▶ _EXCERPT TO READ_

Autumn 01 Course
Making and Applying Multiple Sequence Alignments
by Toby Gibson, Chenna Ramu and Aidan Budd, November 26th-29th, 2001
In this practical we will use locally installed programs on our UNIX server for making multiple sequence alignments and trees and a WWW server for secondary strcuture prediction. All of this could perfectly well be done on a Mac (or PC) too.
Examining multiple sequence alignments is a vital activity in modern biology. Comparative sequence analysis is the continuation of the Darwinian/Linnaeal tradition of comparative biology (so fruitful in the history of biology) at the molecular level. The alignments also serve as input into other types of analyses and here we will perform two very different ones: deriving trees and 2D structure predictions.
We will make a multiple alignment of a protein sequence family and calculate a tree from the sequences. We will study the tree to see whether it fits with our current understanding of phylogeny. We will then use the same alignment to get a 2D prediction and compare it to the known structure for one of these proteins.
Part 1. Making multiple sequence alignments and calculating a tree.
We will use:
- Clustal X for calculating both the alignment and the tree.
- NJplot for displaying and manipulating the tree.
- Jpred for 2D prediction.

▶ _SOURCE INFORMATION_
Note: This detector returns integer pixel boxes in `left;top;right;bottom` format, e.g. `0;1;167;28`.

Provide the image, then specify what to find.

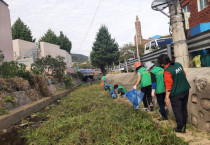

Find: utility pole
169;0;189;68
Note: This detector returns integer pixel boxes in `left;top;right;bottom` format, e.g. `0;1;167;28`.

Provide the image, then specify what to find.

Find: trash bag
193;55;201;68
110;89;117;99
123;89;144;109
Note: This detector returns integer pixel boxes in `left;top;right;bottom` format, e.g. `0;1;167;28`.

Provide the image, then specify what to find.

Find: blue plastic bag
110;89;117;99
123;89;144;109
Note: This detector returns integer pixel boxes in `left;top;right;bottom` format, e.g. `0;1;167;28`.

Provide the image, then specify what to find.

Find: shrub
0;61;31;80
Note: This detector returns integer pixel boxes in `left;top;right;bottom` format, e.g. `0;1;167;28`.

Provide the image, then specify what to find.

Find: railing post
125;61;128;73
167;44;172;60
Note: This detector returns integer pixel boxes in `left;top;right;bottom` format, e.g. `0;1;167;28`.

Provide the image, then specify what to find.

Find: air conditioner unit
184;12;190;30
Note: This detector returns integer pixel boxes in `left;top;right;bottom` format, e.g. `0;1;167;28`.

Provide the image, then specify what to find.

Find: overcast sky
5;0;169;56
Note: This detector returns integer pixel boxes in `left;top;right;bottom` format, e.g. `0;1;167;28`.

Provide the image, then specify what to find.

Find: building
0;0;13;61
181;0;210;37
134;16;151;45
39;42;72;68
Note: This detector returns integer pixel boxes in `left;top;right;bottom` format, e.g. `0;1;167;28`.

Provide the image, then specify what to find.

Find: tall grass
25;84;188;145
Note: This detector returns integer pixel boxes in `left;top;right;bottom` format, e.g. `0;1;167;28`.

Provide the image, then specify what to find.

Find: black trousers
156;93;167;119
141;85;152;108
170;90;189;129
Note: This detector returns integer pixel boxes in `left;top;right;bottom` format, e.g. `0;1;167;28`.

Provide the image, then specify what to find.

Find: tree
12;18;36;42
0;50;4;64
90;25;120;74
57;31;72;53
39;29;58;45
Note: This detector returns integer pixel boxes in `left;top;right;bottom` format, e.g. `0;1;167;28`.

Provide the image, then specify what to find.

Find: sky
5;0;169;56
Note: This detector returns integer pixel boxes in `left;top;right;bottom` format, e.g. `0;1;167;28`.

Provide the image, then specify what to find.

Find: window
198;0;208;11
157;38;173;48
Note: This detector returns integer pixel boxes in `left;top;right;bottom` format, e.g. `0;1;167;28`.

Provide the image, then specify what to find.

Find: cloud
6;0;169;55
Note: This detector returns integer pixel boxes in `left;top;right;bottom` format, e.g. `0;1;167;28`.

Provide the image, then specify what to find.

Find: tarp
110;89;117;99
123;89;144;109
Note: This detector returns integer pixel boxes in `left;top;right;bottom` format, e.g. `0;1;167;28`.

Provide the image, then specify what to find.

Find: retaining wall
107;68;210;132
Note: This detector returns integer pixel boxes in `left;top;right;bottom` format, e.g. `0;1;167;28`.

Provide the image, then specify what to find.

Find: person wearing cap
145;61;168;121
158;54;190;133
133;62;153;111
101;83;114;93
114;84;127;96
102;75;106;84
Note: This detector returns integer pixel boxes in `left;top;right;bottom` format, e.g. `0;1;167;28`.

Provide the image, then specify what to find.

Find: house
0;0;14;61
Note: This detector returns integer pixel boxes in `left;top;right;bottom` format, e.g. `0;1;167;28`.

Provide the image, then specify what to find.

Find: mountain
71;54;88;63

▶ _WHAT TO DO_
Write out, word for word, the stretch of the alignment course handout from "We will make" through "and the tree.".

▶ _TASK SOLUTION_
We will make a multiple alignment of a protein sequence family and calculate a tree from the sequences. We will study the tree to see whether it fits with our current understanding of phylogeny. We will then use the same alignment to get a 2D prediction and compare it to the known structure for one of these proteins.
Part 1. Making multiple sequence alignments and calculating a tree.
We will use:
- Clustal X for calculating both the alignment and the tree.